Task - A word-for-word repetition of all the entries is needed.

Records to process -
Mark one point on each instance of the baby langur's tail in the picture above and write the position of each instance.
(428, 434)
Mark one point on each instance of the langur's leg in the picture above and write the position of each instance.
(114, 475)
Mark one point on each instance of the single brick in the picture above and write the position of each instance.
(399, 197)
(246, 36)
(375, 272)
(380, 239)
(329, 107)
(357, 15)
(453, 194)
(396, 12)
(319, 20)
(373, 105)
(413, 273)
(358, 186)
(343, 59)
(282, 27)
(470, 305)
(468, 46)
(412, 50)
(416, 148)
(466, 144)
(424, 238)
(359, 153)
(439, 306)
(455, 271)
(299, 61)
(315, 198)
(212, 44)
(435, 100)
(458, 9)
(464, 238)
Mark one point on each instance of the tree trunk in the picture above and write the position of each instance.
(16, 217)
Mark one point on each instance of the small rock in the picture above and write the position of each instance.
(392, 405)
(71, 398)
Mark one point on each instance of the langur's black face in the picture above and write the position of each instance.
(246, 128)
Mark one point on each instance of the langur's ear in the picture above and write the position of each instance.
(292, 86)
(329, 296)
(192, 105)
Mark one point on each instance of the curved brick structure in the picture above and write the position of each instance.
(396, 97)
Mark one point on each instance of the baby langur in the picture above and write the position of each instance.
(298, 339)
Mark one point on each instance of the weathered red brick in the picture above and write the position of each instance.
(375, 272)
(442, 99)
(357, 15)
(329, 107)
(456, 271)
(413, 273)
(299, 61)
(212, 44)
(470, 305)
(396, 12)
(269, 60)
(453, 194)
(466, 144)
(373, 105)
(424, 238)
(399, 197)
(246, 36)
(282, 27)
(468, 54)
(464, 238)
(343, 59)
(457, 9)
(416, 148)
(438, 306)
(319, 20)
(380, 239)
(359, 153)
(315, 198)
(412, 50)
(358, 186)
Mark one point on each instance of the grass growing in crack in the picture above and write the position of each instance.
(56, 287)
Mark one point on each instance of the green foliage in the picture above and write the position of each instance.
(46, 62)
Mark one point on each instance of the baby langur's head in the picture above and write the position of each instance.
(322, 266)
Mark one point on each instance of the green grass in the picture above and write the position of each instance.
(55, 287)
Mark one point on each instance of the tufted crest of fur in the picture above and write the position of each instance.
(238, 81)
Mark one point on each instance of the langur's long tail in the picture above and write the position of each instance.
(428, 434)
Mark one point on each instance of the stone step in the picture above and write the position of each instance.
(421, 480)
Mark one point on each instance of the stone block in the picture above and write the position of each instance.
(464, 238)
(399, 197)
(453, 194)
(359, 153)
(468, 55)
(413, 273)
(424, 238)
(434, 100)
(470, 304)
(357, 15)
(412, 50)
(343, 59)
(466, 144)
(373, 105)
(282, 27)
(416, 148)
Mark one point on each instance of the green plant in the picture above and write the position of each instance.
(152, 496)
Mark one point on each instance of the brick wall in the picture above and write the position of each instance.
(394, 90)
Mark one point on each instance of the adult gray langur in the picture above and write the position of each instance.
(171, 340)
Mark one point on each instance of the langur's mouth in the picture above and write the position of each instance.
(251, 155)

Expected answer -
Mark one point on each instance of the baby langur's tail in the picture above and write the position of each instance.
(428, 434)
Mark one point on each instance of the langur's leg in the picture above and write the position of each instance.
(114, 475)
Mark one point on each instance of the single brick in the picture above and write the position of each instance.
(399, 197)
(246, 36)
(375, 272)
(380, 239)
(329, 107)
(357, 15)
(453, 194)
(396, 12)
(319, 20)
(373, 105)
(413, 273)
(358, 186)
(343, 59)
(282, 27)
(470, 305)
(468, 46)
(412, 50)
(416, 148)
(466, 144)
(424, 238)
(359, 153)
(439, 306)
(455, 271)
(299, 61)
(315, 198)
(212, 44)
(435, 100)
(458, 9)
(464, 238)
Mark one point on each instance of the tree trunk in the picture above and write the position of each instance.
(16, 217)
Mark one point on each instance of the small rock in the picture above and write the position of each instance.
(392, 405)
(71, 398)
Mark one point on each instance of the langur's black face in the picture above and write the position of each instance.
(246, 128)
Mark one point on each instance of the langur's ear in the picture above and write the position of each instance.
(292, 86)
(329, 296)
(192, 105)
Mark one point on each instance of the curved brick structure in the picture above and write the position of each instance.
(396, 97)
Mark one point on each instance of the baby langur in the picture above and write the position of each instance.
(298, 339)
Mark one point on each instance of the weathered red brick in the picture above and write the position of each instance.
(375, 272)
(442, 99)
(357, 15)
(329, 107)
(456, 271)
(413, 273)
(299, 61)
(212, 44)
(470, 305)
(396, 12)
(269, 60)
(453, 194)
(466, 144)
(373, 105)
(424, 238)
(399, 197)
(246, 36)
(282, 27)
(468, 54)
(464, 238)
(343, 59)
(457, 9)
(416, 148)
(438, 306)
(319, 20)
(380, 239)
(359, 153)
(315, 198)
(412, 50)
(358, 186)
Mark one point on each instance of the grass growing in crack in the picture above and write the position of each instance.
(56, 287)
Mark one point on each instance of the green foliage in the picture above and write the position of each instance.
(46, 62)
Mark one point on each instance of the baby langur's head in the picture above and write the position of each instance.
(322, 266)
Mark one point on each instance of the green grass in the picture above and write the position of each instance.
(55, 287)
Mark one point on each instance of the tufted crest of fur in the picture above and write the position of each instance.
(238, 81)
Mark one point on each instance of the langur's long tail in the picture above and write the position of each instance.
(428, 434)
Mark one point on each instance of the stone step in the picture above and write the position of each instance.
(421, 480)
Mark one point on each instance of the stone block in the picture above and write the position of each instance.
(464, 238)
(399, 197)
(453, 194)
(359, 153)
(468, 55)
(413, 273)
(424, 238)
(434, 100)
(470, 304)
(357, 15)
(412, 50)
(343, 59)
(466, 144)
(373, 105)
(282, 27)
(416, 148)
Mark one point on each instance of the green plant in the picture above and write the position of each instance.
(152, 496)
Mark one point on each instance of the brick wall in the picture above and write the position of each instance.
(394, 90)
Mark one point on each instance of the adult gray langur in the picture above and write the position of each instance.
(171, 340)
Mark one point on each instance of the langur's mouth in the picture above and write the position of each instance.
(251, 155)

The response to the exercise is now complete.